→ What to produce:
Copy verbatim the block of lines in the entries below whose first line contains "Q: Place a marker on the glass" and whose last line contains "Q: Place a marker on the snow in". Leave out all other lines.

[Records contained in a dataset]
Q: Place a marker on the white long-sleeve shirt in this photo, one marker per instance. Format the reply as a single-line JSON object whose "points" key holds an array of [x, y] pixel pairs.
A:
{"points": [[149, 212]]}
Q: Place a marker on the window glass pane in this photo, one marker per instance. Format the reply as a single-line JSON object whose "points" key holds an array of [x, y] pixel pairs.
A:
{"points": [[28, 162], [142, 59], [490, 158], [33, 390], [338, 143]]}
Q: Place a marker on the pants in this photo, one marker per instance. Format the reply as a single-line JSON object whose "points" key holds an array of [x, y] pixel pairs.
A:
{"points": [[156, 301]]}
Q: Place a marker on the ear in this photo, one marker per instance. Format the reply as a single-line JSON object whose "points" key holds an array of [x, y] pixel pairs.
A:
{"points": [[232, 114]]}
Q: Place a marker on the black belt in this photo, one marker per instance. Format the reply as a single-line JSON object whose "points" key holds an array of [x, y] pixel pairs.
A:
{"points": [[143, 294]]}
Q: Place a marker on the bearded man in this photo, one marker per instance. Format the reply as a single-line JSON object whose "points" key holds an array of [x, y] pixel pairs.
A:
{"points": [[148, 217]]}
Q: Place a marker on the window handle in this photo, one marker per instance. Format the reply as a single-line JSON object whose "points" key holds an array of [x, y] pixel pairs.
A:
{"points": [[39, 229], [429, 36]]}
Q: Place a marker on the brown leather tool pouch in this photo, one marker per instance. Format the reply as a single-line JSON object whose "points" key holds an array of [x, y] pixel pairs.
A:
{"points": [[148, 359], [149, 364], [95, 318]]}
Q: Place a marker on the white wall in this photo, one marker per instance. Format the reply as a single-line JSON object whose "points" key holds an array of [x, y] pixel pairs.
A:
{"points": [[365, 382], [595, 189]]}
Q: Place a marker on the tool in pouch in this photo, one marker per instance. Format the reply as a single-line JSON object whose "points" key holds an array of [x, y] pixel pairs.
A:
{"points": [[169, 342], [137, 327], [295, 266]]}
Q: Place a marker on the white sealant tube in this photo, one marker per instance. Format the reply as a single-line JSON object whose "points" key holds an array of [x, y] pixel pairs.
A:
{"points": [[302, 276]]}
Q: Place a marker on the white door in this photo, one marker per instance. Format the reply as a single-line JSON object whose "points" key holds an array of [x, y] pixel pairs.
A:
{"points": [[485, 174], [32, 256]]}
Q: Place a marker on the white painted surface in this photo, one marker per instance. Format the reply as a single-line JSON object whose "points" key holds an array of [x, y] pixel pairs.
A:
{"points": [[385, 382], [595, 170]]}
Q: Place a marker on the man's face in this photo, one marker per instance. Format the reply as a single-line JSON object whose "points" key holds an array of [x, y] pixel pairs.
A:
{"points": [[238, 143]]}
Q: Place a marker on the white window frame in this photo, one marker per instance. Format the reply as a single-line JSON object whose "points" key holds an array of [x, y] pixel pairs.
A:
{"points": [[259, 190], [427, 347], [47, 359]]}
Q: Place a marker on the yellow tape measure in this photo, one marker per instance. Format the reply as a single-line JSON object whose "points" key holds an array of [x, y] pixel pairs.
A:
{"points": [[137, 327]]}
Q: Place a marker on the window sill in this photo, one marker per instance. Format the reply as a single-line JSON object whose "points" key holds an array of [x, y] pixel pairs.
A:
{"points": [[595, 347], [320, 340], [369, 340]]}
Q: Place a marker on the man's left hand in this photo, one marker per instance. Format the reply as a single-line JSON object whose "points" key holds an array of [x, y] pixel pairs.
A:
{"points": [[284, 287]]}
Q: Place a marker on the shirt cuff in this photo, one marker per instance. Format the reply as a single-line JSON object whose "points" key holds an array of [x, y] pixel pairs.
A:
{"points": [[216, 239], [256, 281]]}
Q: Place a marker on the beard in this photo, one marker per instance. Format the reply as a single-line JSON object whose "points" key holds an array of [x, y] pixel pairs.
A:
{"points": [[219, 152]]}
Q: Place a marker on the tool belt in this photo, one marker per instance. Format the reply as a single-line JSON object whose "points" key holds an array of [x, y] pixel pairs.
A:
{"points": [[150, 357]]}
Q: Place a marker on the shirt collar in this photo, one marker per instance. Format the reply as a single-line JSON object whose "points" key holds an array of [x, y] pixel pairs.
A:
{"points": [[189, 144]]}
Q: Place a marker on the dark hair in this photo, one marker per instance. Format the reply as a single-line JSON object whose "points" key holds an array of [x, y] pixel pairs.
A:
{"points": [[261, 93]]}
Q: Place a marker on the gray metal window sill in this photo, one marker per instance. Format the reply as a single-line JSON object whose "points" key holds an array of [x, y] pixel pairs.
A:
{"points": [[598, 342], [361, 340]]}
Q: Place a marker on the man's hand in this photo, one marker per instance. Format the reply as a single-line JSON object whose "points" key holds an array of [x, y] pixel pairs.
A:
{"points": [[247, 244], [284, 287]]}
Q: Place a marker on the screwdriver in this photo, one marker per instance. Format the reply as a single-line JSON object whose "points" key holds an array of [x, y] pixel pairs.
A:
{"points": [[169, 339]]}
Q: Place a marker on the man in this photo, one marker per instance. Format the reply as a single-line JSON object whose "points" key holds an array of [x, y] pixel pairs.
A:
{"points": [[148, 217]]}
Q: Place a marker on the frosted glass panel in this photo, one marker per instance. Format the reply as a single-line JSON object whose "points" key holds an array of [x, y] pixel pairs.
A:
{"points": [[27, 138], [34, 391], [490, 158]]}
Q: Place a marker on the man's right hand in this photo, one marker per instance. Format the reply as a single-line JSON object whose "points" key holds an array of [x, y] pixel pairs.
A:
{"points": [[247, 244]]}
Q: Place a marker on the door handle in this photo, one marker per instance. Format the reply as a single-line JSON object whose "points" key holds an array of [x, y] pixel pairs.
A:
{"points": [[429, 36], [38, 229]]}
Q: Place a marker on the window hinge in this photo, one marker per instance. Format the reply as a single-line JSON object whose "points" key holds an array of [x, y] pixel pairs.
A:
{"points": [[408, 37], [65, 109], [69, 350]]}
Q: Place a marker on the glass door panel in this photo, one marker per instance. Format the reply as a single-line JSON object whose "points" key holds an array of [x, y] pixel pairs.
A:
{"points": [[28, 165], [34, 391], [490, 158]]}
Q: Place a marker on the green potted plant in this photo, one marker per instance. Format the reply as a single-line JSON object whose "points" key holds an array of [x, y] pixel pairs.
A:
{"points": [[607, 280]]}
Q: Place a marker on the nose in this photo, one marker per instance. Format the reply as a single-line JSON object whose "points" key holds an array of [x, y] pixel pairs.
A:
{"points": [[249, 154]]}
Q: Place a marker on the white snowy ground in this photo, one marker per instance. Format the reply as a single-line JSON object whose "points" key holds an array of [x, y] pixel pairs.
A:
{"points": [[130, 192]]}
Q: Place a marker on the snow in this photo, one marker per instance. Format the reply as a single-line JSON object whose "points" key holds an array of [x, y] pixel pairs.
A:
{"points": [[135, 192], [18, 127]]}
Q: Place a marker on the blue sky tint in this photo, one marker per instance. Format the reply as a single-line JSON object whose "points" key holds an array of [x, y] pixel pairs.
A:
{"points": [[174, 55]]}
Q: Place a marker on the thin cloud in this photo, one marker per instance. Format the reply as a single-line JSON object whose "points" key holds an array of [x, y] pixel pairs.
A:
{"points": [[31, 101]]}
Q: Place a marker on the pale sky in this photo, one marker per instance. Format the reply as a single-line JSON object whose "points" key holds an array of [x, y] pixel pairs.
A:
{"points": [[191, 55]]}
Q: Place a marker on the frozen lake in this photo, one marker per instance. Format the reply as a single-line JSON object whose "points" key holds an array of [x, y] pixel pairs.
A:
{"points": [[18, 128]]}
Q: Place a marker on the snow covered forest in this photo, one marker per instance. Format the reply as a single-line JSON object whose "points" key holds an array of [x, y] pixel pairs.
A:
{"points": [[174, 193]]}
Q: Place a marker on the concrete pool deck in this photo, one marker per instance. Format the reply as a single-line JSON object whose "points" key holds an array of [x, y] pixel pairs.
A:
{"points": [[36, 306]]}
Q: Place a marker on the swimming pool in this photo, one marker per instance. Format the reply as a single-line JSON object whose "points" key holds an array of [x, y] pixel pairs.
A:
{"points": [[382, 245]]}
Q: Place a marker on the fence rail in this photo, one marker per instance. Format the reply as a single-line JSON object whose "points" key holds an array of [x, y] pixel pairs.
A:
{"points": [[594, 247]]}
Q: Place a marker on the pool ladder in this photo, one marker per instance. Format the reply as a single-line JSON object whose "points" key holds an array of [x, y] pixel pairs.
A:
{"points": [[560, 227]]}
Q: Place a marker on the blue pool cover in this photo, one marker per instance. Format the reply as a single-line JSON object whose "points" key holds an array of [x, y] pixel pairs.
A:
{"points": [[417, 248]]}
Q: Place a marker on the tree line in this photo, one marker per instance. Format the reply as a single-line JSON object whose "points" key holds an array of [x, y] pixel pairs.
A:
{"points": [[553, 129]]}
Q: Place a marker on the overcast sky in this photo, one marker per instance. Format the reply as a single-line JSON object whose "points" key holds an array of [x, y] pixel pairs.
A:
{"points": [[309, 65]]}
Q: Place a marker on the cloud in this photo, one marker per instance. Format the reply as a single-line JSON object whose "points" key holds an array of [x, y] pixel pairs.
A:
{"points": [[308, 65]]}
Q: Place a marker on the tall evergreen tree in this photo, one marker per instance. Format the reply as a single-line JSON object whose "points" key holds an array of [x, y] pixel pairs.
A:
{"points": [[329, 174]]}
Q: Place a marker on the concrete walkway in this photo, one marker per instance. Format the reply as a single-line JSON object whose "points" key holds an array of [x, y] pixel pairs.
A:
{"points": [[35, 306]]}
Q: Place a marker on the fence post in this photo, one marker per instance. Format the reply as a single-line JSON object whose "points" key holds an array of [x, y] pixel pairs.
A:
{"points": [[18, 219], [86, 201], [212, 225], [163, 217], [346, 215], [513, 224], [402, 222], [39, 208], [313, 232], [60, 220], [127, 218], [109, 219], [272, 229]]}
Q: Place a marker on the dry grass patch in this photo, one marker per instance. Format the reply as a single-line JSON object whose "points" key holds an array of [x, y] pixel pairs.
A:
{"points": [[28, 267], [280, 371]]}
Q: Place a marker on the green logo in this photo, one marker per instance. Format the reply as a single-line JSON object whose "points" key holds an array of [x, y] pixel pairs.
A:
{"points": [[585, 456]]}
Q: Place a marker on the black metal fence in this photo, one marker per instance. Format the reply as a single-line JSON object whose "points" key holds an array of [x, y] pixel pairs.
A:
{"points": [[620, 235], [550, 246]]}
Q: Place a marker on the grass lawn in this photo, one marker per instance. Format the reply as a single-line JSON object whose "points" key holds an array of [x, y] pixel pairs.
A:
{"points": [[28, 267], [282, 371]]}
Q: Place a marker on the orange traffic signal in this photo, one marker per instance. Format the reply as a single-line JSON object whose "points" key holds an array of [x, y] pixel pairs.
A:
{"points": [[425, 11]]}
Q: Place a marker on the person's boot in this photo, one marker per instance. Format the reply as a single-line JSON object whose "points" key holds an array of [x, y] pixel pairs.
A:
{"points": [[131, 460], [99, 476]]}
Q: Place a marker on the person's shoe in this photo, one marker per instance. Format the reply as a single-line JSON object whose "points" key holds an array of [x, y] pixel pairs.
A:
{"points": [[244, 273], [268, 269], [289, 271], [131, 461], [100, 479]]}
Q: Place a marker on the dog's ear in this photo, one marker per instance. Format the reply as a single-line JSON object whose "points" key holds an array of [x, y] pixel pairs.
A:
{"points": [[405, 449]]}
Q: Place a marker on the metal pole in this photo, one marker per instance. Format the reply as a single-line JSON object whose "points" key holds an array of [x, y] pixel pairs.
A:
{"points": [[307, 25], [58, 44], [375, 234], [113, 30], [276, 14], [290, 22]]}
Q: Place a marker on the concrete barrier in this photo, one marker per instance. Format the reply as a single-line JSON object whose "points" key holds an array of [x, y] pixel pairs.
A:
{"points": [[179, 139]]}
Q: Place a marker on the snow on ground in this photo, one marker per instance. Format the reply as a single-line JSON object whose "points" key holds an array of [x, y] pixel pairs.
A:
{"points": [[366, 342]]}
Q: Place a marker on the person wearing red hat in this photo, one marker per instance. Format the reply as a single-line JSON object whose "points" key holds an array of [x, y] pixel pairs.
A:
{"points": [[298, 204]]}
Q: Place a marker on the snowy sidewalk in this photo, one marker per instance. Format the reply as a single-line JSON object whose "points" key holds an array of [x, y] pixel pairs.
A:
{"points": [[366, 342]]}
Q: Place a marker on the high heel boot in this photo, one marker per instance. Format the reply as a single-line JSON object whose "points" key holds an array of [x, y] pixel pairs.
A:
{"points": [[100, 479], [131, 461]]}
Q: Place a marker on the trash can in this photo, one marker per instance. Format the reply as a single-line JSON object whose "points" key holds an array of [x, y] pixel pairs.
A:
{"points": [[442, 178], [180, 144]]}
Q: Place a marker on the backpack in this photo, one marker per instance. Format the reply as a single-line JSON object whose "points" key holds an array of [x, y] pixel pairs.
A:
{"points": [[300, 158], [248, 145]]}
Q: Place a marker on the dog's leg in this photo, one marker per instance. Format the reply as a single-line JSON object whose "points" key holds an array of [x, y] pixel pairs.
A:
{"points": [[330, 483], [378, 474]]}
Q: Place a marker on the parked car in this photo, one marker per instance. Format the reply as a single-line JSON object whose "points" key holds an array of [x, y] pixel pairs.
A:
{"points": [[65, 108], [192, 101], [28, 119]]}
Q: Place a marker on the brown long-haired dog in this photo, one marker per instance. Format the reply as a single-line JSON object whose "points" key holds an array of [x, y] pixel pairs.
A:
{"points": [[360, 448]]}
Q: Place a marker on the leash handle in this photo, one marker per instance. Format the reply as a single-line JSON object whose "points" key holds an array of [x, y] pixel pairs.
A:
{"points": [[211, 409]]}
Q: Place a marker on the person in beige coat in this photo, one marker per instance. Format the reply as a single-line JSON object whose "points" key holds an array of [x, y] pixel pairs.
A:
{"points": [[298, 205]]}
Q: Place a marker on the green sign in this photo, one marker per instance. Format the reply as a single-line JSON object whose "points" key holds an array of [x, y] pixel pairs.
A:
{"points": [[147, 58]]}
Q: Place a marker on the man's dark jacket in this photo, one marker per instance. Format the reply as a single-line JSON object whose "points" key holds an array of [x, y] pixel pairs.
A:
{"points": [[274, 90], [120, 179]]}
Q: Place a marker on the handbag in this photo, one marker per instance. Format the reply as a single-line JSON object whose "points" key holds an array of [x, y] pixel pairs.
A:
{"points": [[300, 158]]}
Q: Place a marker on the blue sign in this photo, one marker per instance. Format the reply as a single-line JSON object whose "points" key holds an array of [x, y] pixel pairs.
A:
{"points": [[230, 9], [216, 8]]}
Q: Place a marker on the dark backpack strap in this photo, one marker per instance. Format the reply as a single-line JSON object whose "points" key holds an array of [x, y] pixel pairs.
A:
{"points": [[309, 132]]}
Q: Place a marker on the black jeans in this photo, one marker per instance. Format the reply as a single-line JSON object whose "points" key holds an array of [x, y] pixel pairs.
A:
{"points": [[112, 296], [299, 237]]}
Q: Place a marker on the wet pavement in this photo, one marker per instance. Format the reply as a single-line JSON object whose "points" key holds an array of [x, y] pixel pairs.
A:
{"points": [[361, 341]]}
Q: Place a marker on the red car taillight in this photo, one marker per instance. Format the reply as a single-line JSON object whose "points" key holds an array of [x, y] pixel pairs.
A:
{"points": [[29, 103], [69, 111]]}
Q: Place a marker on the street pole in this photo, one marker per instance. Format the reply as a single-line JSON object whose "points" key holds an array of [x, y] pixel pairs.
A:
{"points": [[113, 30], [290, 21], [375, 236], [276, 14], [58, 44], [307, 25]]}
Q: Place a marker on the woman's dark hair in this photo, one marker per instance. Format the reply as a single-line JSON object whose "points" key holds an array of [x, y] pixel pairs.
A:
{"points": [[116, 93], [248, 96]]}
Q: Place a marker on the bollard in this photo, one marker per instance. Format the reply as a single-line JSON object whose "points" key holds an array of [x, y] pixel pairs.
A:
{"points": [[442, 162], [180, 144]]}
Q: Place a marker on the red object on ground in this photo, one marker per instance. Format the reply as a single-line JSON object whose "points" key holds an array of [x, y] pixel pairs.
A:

→ Finished task:
Q: Place a marker on the glass door panel in this photo, one marker per instance. Format the reply as a single-line JSON object whose "points" key holds an array of [x, y] pixel pairs.
A:
{"points": [[28, 165], [34, 391], [490, 158]]}
Q: Place a marker on the green potted plant in this photo, one marker per instance. Format the reply as a single-line JSON object whose "points" key holds an array of [x, y] pixel pairs.
A:
{"points": [[607, 280]]}
Q: Place a marker on the nose in this photo, one marker per instance. Format the reply as a single-line JSON object whose "points" key holds an array of [x, y] pixel pairs.
A:
{"points": [[249, 154]]}
Q: Place a marker on the white snowy ground in this photo, one marker per instance. Format the reply as a single-line JSON object whose "points" key holds an array of [x, y] pixel pairs.
A:
{"points": [[130, 192]]}
Q: Place a marker on the snow in this photo, one marker per instance. Format the reply as a single-line JSON object whose "points" key holds an array of [x, y] pixel pairs.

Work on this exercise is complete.